Location labeling records
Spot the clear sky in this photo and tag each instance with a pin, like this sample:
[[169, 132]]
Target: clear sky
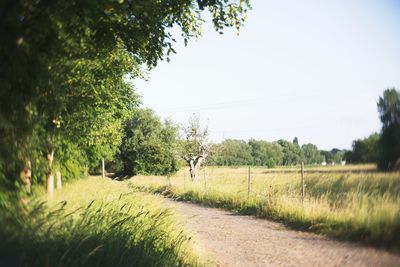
[[307, 68]]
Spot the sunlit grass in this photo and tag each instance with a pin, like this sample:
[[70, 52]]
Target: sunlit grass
[[93, 222], [351, 202]]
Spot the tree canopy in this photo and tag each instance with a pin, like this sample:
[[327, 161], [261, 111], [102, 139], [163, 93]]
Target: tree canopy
[[65, 69], [389, 143]]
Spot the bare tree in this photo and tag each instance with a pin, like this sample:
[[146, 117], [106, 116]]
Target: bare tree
[[195, 149]]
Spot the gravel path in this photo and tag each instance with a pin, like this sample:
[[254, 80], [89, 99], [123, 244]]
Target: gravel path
[[235, 240]]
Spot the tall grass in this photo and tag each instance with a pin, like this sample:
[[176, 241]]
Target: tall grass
[[353, 202], [92, 222]]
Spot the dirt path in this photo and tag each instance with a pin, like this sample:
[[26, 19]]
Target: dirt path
[[234, 240]]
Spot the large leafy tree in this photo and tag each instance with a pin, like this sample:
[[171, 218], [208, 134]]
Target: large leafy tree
[[149, 146], [64, 65], [389, 143]]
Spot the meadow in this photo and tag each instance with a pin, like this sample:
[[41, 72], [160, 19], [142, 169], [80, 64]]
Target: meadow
[[92, 222], [353, 202]]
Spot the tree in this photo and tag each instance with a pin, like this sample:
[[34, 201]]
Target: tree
[[311, 154], [264, 153], [389, 143], [291, 152], [149, 146], [195, 147], [364, 150], [64, 65]]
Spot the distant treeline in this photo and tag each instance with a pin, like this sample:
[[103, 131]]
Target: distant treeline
[[284, 153], [263, 153]]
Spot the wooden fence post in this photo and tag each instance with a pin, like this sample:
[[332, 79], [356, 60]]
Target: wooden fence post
[[205, 181], [103, 171], [249, 185], [302, 182], [184, 180]]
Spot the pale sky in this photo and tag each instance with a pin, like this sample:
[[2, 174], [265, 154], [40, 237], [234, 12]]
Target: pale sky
[[307, 68]]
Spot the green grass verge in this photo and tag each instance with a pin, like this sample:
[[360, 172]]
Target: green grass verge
[[92, 222], [361, 207]]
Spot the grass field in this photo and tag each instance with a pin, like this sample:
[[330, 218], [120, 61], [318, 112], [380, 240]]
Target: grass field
[[92, 222], [350, 202]]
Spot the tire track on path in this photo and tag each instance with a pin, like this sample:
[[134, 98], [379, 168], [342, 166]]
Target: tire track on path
[[236, 240]]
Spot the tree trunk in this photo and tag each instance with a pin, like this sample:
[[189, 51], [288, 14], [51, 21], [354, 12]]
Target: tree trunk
[[49, 174], [192, 169], [25, 176], [58, 180]]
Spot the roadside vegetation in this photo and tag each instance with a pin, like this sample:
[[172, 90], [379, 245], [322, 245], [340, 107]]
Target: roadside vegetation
[[92, 222], [348, 202]]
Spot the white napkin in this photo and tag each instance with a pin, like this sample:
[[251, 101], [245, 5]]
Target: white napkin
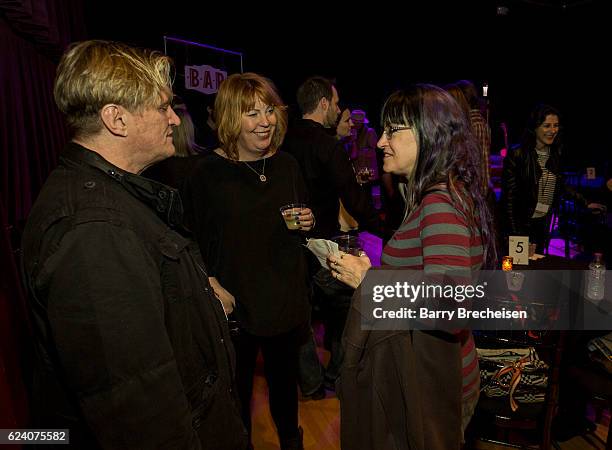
[[321, 248]]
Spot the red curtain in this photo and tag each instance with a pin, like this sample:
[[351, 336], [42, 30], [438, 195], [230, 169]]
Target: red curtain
[[33, 34]]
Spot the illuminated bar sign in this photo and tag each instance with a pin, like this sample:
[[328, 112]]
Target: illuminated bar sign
[[205, 79]]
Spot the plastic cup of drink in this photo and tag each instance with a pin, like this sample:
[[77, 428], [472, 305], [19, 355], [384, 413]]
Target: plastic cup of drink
[[290, 214]]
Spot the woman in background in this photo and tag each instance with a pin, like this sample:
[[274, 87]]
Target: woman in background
[[532, 182]]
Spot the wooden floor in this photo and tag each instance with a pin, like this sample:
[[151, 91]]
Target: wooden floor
[[321, 422]]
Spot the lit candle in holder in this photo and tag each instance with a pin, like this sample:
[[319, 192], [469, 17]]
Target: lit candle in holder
[[507, 263]]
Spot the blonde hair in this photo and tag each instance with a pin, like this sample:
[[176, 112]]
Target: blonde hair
[[237, 95], [94, 73]]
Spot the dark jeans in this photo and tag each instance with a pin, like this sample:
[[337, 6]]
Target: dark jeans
[[335, 300], [539, 232], [280, 355]]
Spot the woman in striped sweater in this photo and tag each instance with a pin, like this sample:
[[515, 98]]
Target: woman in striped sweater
[[447, 228]]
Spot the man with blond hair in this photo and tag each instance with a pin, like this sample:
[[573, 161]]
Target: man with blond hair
[[132, 347]]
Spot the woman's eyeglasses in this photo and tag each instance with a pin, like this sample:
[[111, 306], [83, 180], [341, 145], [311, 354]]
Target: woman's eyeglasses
[[389, 131]]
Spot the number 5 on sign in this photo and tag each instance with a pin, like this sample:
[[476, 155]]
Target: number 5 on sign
[[519, 249]]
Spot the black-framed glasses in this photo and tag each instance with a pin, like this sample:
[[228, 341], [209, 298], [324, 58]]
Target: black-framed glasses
[[389, 131]]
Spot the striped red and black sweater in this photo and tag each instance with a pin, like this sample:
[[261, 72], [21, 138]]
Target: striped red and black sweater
[[437, 238]]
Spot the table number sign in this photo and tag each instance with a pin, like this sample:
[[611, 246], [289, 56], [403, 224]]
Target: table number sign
[[590, 173], [519, 249]]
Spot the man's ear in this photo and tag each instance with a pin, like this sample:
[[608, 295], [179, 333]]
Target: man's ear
[[114, 118]]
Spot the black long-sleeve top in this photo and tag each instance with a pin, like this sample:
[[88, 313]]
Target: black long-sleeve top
[[245, 242], [329, 176]]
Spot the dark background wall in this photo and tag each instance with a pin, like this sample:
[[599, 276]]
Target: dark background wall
[[538, 51]]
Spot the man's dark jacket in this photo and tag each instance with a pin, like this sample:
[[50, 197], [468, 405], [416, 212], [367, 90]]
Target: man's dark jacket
[[132, 347], [329, 176]]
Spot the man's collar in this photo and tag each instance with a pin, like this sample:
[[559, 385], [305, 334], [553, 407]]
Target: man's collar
[[165, 200]]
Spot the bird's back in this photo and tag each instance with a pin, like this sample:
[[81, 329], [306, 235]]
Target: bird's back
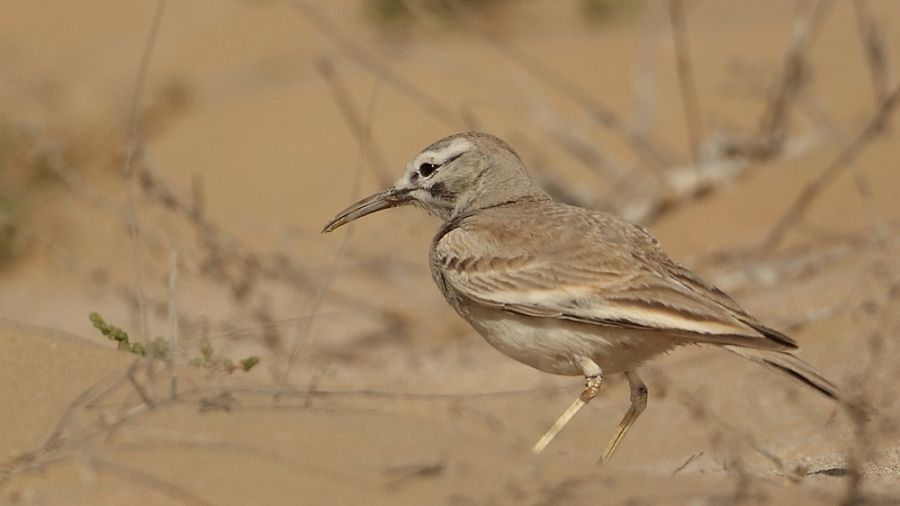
[[546, 259]]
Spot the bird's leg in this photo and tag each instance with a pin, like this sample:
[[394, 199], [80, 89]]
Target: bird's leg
[[638, 404], [591, 389]]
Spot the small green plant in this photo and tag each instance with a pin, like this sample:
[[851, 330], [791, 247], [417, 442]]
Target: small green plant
[[159, 348]]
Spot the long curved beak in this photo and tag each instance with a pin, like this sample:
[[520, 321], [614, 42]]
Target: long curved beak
[[392, 197]]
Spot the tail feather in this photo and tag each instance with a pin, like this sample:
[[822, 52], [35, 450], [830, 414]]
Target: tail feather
[[792, 366]]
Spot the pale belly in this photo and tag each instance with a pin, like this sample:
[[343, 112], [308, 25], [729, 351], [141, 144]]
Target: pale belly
[[562, 347]]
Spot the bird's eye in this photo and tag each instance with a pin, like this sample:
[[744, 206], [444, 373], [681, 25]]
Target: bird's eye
[[427, 169]]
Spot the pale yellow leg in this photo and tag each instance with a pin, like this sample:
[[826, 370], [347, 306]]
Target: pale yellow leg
[[591, 389], [638, 404]]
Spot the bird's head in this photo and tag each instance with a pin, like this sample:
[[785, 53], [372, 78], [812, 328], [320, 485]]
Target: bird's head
[[459, 173]]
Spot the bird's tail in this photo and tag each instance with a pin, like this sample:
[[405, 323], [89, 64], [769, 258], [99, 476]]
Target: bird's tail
[[792, 366]]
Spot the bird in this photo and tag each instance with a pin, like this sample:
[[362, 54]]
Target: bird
[[565, 289]]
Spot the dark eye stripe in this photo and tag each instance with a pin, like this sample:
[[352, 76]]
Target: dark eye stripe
[[427, 169]]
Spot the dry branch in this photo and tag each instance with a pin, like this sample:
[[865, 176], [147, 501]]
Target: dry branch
[[689, 99], [812, 189]]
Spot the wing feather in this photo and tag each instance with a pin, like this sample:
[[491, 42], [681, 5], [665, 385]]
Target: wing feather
[[583, 279]]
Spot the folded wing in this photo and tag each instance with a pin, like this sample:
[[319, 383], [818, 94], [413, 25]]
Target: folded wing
[[631, 285]]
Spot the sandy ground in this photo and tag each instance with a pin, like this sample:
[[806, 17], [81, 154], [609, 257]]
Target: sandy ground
[[387, 397]]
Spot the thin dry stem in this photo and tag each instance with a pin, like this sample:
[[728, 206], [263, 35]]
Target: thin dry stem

» **Problem to work on**: Reproduce verbatim the entries above, starting at the line containing "Spot the blonde" and ending at the line containing "[[447, 228]]", with both lines included.

» **Reply**:
Spot the blonde hair in this photo and tag each instance with a pin, like this sample:
[[176, 112]]
Target: blonde hair
[[237, 95], [94, 73]]
Spot the dark jeans in this photo and tag each instance with a pin, like this sample:
[[337, 6]]
Target: dark jeans
[[335, 300], [539, 232], [280, 355]]
Spot the woman in striped sweater in this photo and tag each instance with a pin, like this sample:
[[515, 98]]
Target: woman in striped sweater
[[447, 228]]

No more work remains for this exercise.